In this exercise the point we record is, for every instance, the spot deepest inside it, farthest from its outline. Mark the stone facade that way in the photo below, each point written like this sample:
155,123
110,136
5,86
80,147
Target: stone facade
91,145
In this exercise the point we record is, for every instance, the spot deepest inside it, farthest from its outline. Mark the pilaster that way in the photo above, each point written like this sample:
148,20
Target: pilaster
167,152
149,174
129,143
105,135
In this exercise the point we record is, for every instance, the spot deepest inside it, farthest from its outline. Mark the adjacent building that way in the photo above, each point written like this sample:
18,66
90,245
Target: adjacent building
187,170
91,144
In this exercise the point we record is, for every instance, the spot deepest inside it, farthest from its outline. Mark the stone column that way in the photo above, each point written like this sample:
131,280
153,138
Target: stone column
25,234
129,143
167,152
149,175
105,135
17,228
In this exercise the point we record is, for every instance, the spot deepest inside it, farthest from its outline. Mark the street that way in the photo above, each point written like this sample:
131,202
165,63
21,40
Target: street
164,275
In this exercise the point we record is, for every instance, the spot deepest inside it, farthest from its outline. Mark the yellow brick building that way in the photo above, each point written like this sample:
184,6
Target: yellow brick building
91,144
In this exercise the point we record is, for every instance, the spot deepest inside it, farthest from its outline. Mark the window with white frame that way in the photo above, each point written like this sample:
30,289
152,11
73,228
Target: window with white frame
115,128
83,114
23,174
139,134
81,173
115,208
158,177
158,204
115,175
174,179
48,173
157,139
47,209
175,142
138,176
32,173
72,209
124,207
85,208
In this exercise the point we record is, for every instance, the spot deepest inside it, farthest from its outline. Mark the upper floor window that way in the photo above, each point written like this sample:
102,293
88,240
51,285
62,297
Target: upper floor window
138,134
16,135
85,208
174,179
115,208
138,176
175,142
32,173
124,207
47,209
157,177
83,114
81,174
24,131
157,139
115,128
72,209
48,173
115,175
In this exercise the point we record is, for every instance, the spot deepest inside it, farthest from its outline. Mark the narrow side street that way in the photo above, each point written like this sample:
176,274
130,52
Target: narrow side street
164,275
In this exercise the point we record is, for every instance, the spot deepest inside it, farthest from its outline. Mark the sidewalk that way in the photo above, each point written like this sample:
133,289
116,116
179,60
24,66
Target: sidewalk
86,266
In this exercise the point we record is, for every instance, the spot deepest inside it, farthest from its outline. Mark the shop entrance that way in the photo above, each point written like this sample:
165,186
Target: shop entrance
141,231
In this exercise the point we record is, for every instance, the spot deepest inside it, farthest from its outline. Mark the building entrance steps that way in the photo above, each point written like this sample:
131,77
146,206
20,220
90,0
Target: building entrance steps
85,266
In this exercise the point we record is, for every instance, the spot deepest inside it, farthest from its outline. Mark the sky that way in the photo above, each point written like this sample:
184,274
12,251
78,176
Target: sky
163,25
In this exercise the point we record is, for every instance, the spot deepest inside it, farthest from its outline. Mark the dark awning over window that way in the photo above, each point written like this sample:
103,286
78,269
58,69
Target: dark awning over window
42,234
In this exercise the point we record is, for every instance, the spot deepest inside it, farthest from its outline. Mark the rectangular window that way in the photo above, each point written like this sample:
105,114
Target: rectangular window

Stated task: Reproduce every row above verbatim, without adding, dropping, or altering anything.

Finished answer:
In this exercise the point we record is, for every instance, the spot deepest inside it, farthest from its outline. Mark the stone facade that way in the photo below, each point written like this sample:
155,123
110,136
5,86
80,147
Target: stone facade
91,145
In this exercise the point we record is, for every instance, the spot deepest inside it, farthest from its outline. Mark the pilaster that way in the photo above, each point written like this sample:
148,20
Target: pilaster
167,152
149,174
129,143
105,135
In this exercise the point we record is, for every instance, the spot deepest inside it, farthest from its outline. Mark the adjacent building that way in the photo above, each point written like this sample:
18,66
90,245
Target: adjacent building
187,170
91,144
In this exercise the point we record is, for every instance, the spot deepest inside it, farthest from its outline. Mark the stone column that way in the photo above, each point written like this sample:
131,280
153,138
Target: stone column
25,234
129,143
167,152
149,175
105,135
17,228
In this exercise the point we record is, for every instance, the spot deepest inside it, farthest from its outline. Mark the street that way in the photo above, each point written like this sample:
131,202
165,63
21,40
Target: street
164,275
In this exercise the point we record is, for every instance, the spot deepest inside it, farthest from its outline. Mark the yellow brick building that way in the photo above, each point written like this sample:
184,6
Target: yellow brick building
91,144
In this exercise the point we record is, for every instance, the spot deepest inside it, farthest from its outline. Mark the window with white frame that way in the photo above, each point written like this sample:
30,289
152,11
73,228
Target: window with white frame
115,128
83,114
23,174
139,134
81,173
115,208
158,177
158,204
115,175
174,179
48,173
157,139
47,209
175,142
138,176
32,173
72,209
124,207
85,208
In this exercise the point we record is, for every instance, the spot deepest inside it, farthest from its outline. Mark the upper floor window that way in the photo above, each point written like this sample:
102,293
88,240
51,285
62,297
Target: upper floor window
138,134
16,135
85,208
174,179
115,208
138,176
175,142
32,173
124,207
47,209
157,177
83,114
81,174
24,131
157,139
115,128
72,209
48,173
115,175
In this exercise the point we record is, for every instance, the spot deepest inside it, farthest from its outline. Mark the narrow side street that way in the photo above, each point written like this sample:
176,274
130,52
Target: narrow side street
164,275
In this exercise the point we record is, for every instance, the spot deepest inside it, farthest from its outline. Mark the sidewalk that way in the photo above, each point written like this sample:
133,289
116,116
179,60
24,66
Target: sidewalk
86,266
In this exercise the point we record is, for every instance, the spot deepest inside it, farthest from its outline. Mark the shop entrance that way in the photo above, each point written like this sample:
165,186
Target: shop entrance
141,231
In this exercise the point we record is, for every instance, the spot deepest inside it, farthest from its outline. Mark the building entrance steps that way in the photo above, each point written like this sample:
131,77
146,206
20,220
90,0
Target: building entrance steps
85,266
In this exercise the point we record is, for every instance, the spot deepest inside it, farthest from its outline. Mark the sky that way in the photo above, each point written like this sample:
184,274
12,251
78,176
Target: sky
163,25
In this exercise the point we record is, for every instance, the spot deepest inside it, farthest from its outline. Mark the dark awning over window that way in the photo above, each point written like this sample:
103,286
78,269
58,69
Target: dark awning over window
42,234
In this exercise the point we record is, for every instance, the spot deepest inside it, farthest from its outline. Mark the rectangular window that way in the photo above, each point written like this sample:
105,114
Target: rectangular window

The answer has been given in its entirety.